◆ Exercise inputs:
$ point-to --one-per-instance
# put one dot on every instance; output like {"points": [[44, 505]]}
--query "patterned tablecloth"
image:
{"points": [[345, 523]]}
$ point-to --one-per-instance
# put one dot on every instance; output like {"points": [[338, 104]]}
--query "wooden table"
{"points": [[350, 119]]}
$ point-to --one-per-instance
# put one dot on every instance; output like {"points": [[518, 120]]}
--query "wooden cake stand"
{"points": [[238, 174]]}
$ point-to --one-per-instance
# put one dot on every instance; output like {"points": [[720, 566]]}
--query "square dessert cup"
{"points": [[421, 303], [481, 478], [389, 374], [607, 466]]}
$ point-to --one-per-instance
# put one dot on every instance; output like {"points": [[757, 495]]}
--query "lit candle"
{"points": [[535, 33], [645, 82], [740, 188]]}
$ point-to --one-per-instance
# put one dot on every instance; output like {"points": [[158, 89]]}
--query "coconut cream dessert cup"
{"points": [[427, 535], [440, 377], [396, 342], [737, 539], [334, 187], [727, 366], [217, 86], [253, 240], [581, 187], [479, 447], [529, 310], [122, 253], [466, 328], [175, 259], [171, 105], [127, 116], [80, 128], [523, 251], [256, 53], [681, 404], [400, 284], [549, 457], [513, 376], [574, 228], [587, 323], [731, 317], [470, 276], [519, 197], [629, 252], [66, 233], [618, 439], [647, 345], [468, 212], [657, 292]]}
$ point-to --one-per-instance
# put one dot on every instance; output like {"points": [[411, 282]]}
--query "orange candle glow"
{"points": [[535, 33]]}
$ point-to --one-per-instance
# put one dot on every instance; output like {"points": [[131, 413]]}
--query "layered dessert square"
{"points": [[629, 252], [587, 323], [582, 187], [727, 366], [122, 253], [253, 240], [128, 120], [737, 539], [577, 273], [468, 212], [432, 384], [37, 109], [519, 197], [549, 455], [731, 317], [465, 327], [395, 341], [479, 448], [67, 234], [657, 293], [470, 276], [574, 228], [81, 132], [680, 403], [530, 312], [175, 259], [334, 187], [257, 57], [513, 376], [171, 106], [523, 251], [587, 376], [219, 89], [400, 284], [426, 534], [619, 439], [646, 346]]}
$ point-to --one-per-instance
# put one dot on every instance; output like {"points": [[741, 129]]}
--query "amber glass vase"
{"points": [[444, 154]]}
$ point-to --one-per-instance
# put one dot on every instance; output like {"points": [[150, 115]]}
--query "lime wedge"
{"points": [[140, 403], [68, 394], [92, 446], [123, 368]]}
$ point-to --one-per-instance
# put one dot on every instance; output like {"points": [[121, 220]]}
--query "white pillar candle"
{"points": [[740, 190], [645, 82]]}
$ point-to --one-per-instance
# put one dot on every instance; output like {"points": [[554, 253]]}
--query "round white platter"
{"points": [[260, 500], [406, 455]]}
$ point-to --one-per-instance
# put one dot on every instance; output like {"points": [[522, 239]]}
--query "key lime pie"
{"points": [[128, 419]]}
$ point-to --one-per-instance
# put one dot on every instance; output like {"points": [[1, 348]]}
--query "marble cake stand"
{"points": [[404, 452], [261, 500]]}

◆ Written problem: Select each line of the material above that contains the string "cake", and copy those lines in the order they appear.

◆ Expected answer:
--query "wooden cake stand"
--query "marble cake stand"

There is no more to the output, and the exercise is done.